Dataset records
——————————

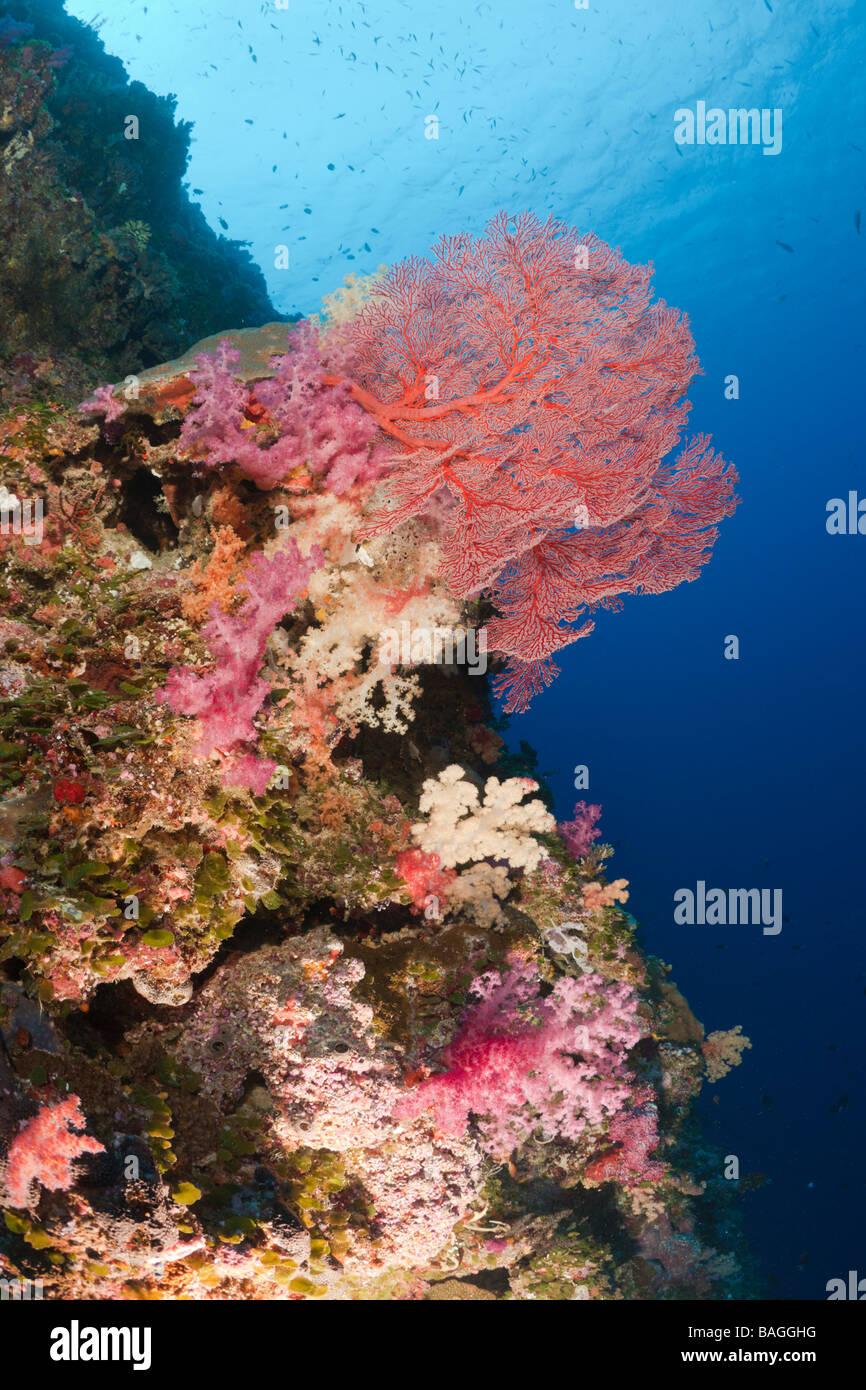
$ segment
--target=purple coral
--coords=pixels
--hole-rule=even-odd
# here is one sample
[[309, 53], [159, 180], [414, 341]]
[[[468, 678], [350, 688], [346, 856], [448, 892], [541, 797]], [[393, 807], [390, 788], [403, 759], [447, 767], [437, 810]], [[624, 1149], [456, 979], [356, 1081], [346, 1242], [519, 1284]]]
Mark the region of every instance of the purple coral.
[[288, 351], [271, 359], [276, 376], [256, 382], [254, 401], [234, 375], [239, 360], [227, 338], [212, 356], [197, 358], [198, 371], [190, 373], [196, 397], [180, 435], [188, 453], [210, 465], [236, 464], [263, 489], [306, 467], [338, 497], [384, 471], [389, 455], [376, 442], [375, 422], [347, 386], [324, 384], [310, 324], [301, 324]]
[[600, 806], [588, 806], [585, 801], [578, 801], [574, 808], [574, 819], [560, 823], [559, 833], [569, 854], [575, 859], [582, 859], [588, 853], [593, 840], [597, 840], [601, 834], [601, 831], [595, 828], [600, 816]]
[[104, 415], [105, 423], [110, 425], [112, 420], [116, 420], [118, 415], [122, 415], [126, 409], [124, 401], [119, 401], [114, 394], [114, 387], [98, 386], [90, 397], [89, 401], [83, 401], [78, 407], [79, 415]]
[[[314, 546], [303, 559], [294, 539], [270, 558], [257, 551], [238, 583], [239, 591], [247, 597], [237, 611], [225, 613], [219, 604], [211, 605], [204, 637], [216, 658], [213, 671], [199, 675], [189, 666], [169, 671], [164, 689], [157, 691], [155, 698], [175, 714], [199, 719], [201, 738], [195, 748], [199, 756], [208, 757], [216, 748], [227, 750], [255, 739], [253, 719], [270, 689], [259, 675], [268, 637], [283, 614], [294, 607], [323, 558], [319, 547]], [[254, 775], [250, 763], [245, 756], [236, 765], [234, 785], [242, 781], [253, 790], [264, 790], [264, 769], [261, 776]], [[232, 775], [227, 774], [229, 785]]]
[[32, 24], [19, 24], [17, 19], [0, 19], [0, 48], [8, 48], [12, 43], [20, 43], [33, 33]]
[[587, 1164], [586, 1176], [593, 1182], [620, 1182], [627, 1186], [653, 1182], [664, 1177], [666, 1169], [652, 1154], [659, 1146], [658, 1107], [651, 1087], [638, 1087], [627, 1110], [610, 1122], [608, 1149]]
[[447, 1071], [431, 1076], [399, 1113], [432, 1109], [440, 1129], [462, 1134], [470, 1115], [482, 1148], [503, 1159], [541, 1127], [546, 1138], [577, 1139], [617, 1113], [630, 1095], [626, 1054], [641, 1037], [637, 995], [587, 972], [540, 994], [537, 968], [512, 958], [506, 975], [475, 980], [478, 1000], [445, 1049]]

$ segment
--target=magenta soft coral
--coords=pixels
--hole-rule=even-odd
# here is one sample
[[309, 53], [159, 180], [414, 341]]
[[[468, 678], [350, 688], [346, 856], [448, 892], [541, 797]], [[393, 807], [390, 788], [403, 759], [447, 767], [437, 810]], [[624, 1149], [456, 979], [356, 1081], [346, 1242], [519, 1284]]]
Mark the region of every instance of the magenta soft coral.
[[255, 383], [253, 400], [234, 375], [240, 353], [228, 339], [212, 356], [196, 360], [198, 370], [190, 373], [195, 401], [180, 433], [190, 456], [211, 466], [236, 464], [263, 489], [306, 467], [338, 497], [385, 468], [391, 451], [375, 421], [348, 387], [325, 385], [311, 324], [294, 329], [288, 351], [271, 359], [276, 375]]
[[708, 439], [662, 462], [699, 368], [651, 274], [592, 234], [503, 212], [394, 266], [346, 330], [351, 374], [325, 377], [398, 454], [368, 533], [435, 513], [449, 588], [489, 591], [509, 709], [594, 610], [694, 579], [736, 504]]
[[81, 1154], [104, 1153], [105, 1146], [89, 1134], [75, 1134], [87, 1121], [78, 1096], [45, 1105], [28, 1120], [12, 1141], [6, 1160], [6, 1188], [13, 1207], [26, 1207], [34, 1182], [51, 1192], [75, 1181], [73, 1160]]
[[593, 840], [598, 839], [601, 831], [596, 828], [596, 823], [600, 818], [600, 806], [590, 806], [585, 801], [578, 801], [572, 819], [564, 820], [557, 826], [566, 849], [575, 859], [582, 859], [589, 851]]
[[[255, 739], [253, 720], [270, 689], [259, 675], [268, 638], [322, 563], [318, 546], [304, 559], [294, 539], [270, 557], [257, 551], [238, 583], [246, 597], [237, 611], [225, 613], [218, 603], [211, 605], [203, 635], [216, 658], [213, 671], [200, 675], [188, 666], [174, 667], [155, 696], [176, 714], [199, 720], [201, 735], [194, 750], [198, 756], [208, 757], [215, 749], [226, 752]], [[246, 785], [260, 794], [274, 766], [244, 754], [226, 774], [228, 784]]]
[[650, 1086], [638, 1087], [628, 1109], [614, 1115], [608, 1141], [616, 1148], [607, 1149], [587, 1164], [586, 1177], [591, 1182], [631, 1186], [664, 1177], [664, 1163], [652, 1158], [659, 1146], [659, 1134], [658, 1107]]
[[557, 981], [543, 997], [537, 968], [512, 958], [472, 985], [478, 1001], [444, 1050], [447, 1070], [400, 1103], [405, 1118], [431, 1110], [446, 1133], [474, 1117], [482, 1148], [504, 1159], [540, 1128], [575, 1140], [626, 1104], [629, 1050], [642, 1036], [637, 996], [626, 984], [587, 972]]

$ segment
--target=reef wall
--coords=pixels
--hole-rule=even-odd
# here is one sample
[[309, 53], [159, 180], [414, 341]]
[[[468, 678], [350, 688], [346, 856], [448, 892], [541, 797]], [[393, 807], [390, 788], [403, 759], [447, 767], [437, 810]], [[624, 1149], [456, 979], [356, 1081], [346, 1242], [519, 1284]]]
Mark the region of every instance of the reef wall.
[[190, 128], [62, 0], [0, 7], [0, 400], [279, 317], [184, 183]]
[[[423, 378], [359, 385], [388, 281], [259, 326], [257, 274], [179, 193], [127, 245], [121, 216], [160, 200], [126, 145], [98, 173], [84, 153], [121, 76], [96, 54], [88, 88], [77, 30], [56, 55], [59, 6], [11, 13], [35, 27], [0, 31], [22, 277], [0, 291], [0, 1273], [85, 1299], [748, 1296], [737, 1184], [694, 1115], [746, 1040], [706, 1038], [640, 949], [597, 808], [558, 826], [505, 747], [489, 588], [443, 577], [471, 534], [443, 479], [475, 456]], [[86, 331], [44, 279], [65, 236]], [[226, 257], [236, 299], [197, 308]], [[227, 331], [188, 351], [193, 323]], [[34, 345], [72, 365], [22, 366]], [[85, 369], [131, 380], [76, 408]], [[461, 429], [503, 396], [466, 389]], [[450, 471], [383, 525], [399, 444]]]

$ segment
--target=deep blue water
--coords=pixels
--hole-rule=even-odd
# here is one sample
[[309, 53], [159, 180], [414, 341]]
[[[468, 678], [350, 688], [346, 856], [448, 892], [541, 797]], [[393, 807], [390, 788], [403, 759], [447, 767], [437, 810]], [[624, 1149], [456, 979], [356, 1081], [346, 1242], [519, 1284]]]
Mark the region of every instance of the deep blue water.
[[[68, 8], [93, 17], [91, 0]], [[580, 795], [603, 805], [645, 947], [708, 1029], [752, 1039], [704, 1109], [769, 1179], [746, 1199], [769, 1291], [823, 1298], [866, 1275], [866, 536], [825, 526], [830, 498], [866, 496], [864, 6], [111, 8], [106, 46], [177, 93], [190, 187], [284, 311], [506, 207], [653, 261], [689, 314], [705, 372], [691, 427], [735, 462], [742, 505], [702, 577], [601, 615], [511, 737], [538, 749], [562, 818], [589, 765]], [[701, 100], [781, 110], [781, 149], [678, 147], [674, 113]], [[700, 879], [781, 889], [783, 930], [676, 925], [674, 892]]]

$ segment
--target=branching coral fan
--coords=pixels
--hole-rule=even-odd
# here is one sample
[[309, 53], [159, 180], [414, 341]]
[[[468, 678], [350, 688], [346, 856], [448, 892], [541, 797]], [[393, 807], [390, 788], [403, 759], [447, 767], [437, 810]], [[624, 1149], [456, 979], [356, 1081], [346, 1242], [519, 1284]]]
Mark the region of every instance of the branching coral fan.
[[44, 1105], [29, 1120], [9, 1146], [6, 1187], [15, 1207], [26, 1207], [30, 1187], [40, 1182], [52, 1192], [71, 1187], [72, 1161], [80, 1154], [104, 1152], [104, 1145], [89, 1134], [74, 1134], [86, 1120], [78, 1096], [68, 1096], [56, 1105]]
[[500, 213], [394, 266], [342, 330], [351, 376], [323, 378], [399, 456], [368, 534], [435, 514], [451, 590], [489, 590], [508, 709], [594, 609], [696, 578], [736, 505], [705, 436], [667, 458], [699, 368], [651, 274], [592, 234]]
[[630, 1093], [626, 1054], [641, 1037], [637, 995], [593, 973], [559, 979], [546, 998], [539, 985], [536, 967], [520, 960], [476, 979], [478, 1002], [443, 1054], [447, 1071], [422, 1082], [400, 1112], [432, 1108], [448, 1134], [462, 1134], [474, 1115], [482, 1147], [498, 1159], [539, 1125], [547, 1139], [574, 1140], [616, 1114]]

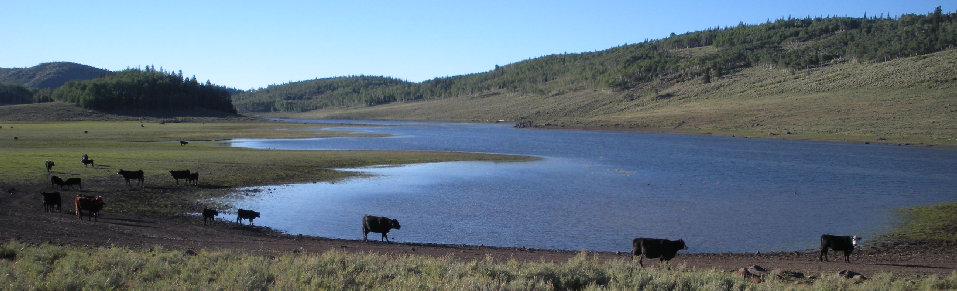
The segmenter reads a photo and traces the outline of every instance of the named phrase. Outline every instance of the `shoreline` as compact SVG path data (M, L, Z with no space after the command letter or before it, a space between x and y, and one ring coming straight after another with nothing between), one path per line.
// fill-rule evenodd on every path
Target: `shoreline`
M686 134L703 136L720 136L732 138L755 138L768 140L795 140L795 141L814 141L814 142L836 142L852 144L875 144L875 145L896 145L896 146L916 146L916 147L943 147L957 149L957 138L945 140L944 142L926 142L912 139L889 140L886 138L862 138L862 137L838 137L838 136L820 136L810 137L807 134L798 133L774 133L768 132L759 134L756 132L732 132L721 130L682 130L680 128L641 128L641 127L608 127L608 126L566 126L566 125L527 125L519 126L515 121L479 121L479 120L419 120L419 119L330 119L330 118L302 118L295 115L269 115L269 114L249 114L245 115L252 118L268 120L267 118L286 119L281 122L294 122L292 120L343 120L343 121L409 121L409 122L450 122L450 123L477 123L477 124L512 124L520 129L541 129L541 130L584 130L584 131L606 131L606 132L634 132L634 133L654 133L654 134ZM348 125L361 125L361 123L343 123Z

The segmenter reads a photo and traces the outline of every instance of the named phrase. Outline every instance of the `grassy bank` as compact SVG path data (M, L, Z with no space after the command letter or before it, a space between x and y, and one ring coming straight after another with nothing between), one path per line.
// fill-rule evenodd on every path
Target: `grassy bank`
M957 272L920 280L878 274L860 282L826 275L763 283L714 269L640 268L630 260L600 262L587 253L564 263L461 262L447 258L290 252L257 256L162 247L62 247L16 241L0 247L0 286L11 290L77 289L649 289L649 290L947 290ZM801 283L801 284L797 284Z
M888 237L899 241L957 243L957 202L899 209L900 224Z

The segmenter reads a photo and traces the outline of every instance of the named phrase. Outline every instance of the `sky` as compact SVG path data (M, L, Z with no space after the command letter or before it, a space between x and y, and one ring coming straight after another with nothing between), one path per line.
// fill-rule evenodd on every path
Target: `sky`
M926 14L952 0L0 1L0 68L152 65L236 89L412 82L781 18Z

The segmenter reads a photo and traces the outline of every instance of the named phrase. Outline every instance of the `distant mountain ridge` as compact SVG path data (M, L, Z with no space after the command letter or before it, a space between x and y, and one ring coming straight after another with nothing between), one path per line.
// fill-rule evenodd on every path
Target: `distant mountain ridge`
M29 68L0 68L0 83L32 89L56 89L69 81L96 79L112 72L71 62L42 63Z

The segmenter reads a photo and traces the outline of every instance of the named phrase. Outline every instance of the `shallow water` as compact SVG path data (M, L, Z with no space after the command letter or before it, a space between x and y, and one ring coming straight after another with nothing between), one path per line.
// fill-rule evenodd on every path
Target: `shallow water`
M356 123L377 125L361 131L393 136L236 140L233 146L544 159L351 169L376 176L261 187L265 191L241 195L235 205L262 212L258 225L332 238L361 238L360 219L373 214L401 222L402 229L389 233L400 242L628 251L641 236L683 238L690 252L767 252L814 248L822 233L873 238L892 225L892 209L957 199L953 149Z

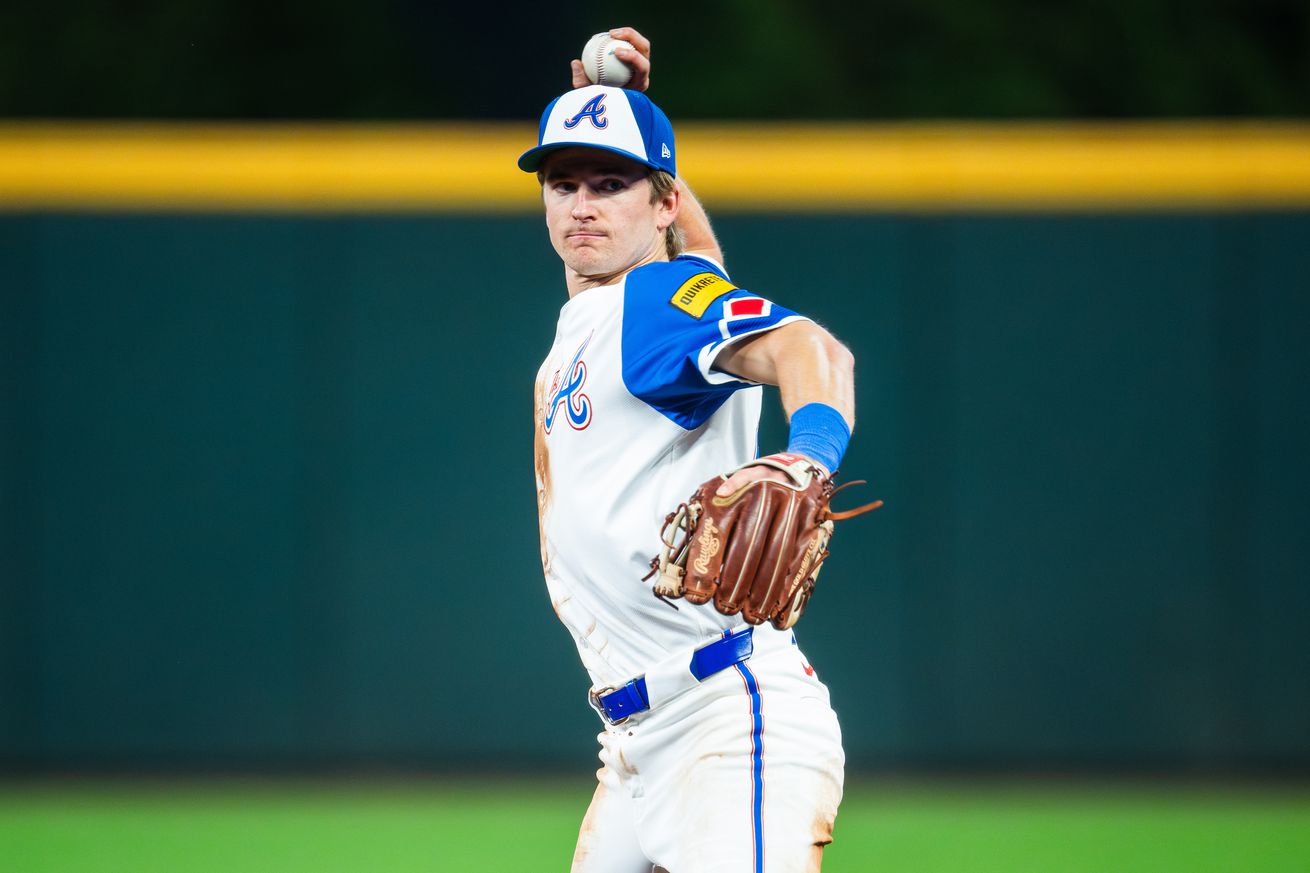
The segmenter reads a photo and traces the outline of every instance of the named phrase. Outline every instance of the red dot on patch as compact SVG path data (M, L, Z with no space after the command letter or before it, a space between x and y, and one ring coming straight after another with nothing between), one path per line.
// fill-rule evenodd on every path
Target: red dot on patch
M801 666L805 668L805 675L806 675L806 676L813 676L813 675L814 675L814 668L811 667L809 664L805 663L804 661L801 661Z

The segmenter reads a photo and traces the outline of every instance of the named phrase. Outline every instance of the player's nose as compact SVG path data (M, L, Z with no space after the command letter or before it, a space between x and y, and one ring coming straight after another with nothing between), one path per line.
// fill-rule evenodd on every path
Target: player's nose
M593 215L595 213L594 203L595 200L587 194L586 188L579 186L578 190L573 194L573 217L586 218Z

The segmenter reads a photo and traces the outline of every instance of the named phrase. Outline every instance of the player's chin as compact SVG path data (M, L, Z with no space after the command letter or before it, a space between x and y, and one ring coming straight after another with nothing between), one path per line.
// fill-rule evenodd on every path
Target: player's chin
M590 246L570 248L564 256L564 263L579 276L601 276L612 272L610 261L602 252Z

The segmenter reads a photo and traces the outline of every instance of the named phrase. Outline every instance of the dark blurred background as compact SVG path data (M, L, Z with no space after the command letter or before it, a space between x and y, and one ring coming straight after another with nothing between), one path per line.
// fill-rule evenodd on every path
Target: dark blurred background
M51 119L530 135L623 22L679 123L1310 108L1293 2L69 0L0 9L0 171ZM530 186L489 215L6 206L21 181L0 772L588 770L537 559L564 294ZM736 281L860 362L847 470L887 508L843 526L799 629L854 769L1307 773L1304 198L716 205Z
M638 23L675 118L1291 117L1294 0L422 3L61 0L0 9L18 117L532 117L579 35Z

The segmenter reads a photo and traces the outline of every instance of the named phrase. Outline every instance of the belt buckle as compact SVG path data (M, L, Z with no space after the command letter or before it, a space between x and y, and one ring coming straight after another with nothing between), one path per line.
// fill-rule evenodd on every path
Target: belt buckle
M587 692L587 702L591 704L591 708L596 710L596 714L600 716L601 721L605 722L605 724L610 725L611 727L616 725L621 725L632 717L629 715L625 715L623 718L620 718L618 720L612 719L610 718L610 714L605 711L605 705L600 702L600 699L602 697L604 697L607 694L613 694L615 691L618 690L619 690L619 686L617 685L606 685L604 688L597 688L595 690Z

——————————

(Goal of the exercise): Above are the lines; repeat exactly the ones from the line containing "Target: player's nose" down to the line containing "of the dark", both inclusive.

(Result of the exercise):
Target: player's nose
M593 215L595 213L594 203L595 200L587 194L586 188L579 186L578 190L573 194L573 217L586 218Z

The segmenter reads a photo and traces the outline of every instance of the named phrase. Outline every instance of the player's chin as compact SVG path data (M, L, Z with no space after the command letter or before it, a space between x and y, and one ring coming straight after another with nothing between), one path per line.
// fill-rule evenodd on every path
Target: player's chin
M590 246L570 248L564 256L564 263L579 276L601 276L612 272L610 261L602 252Z

The segmenter reads a photo and traces the outline of every instance of the named phrase. Outline every instance of the dark blurred background as compact SVG path data (M, L, Z with no space after the command letter or before it, a space between x and y, and one ring coming straight after another with nothing between), one path per line.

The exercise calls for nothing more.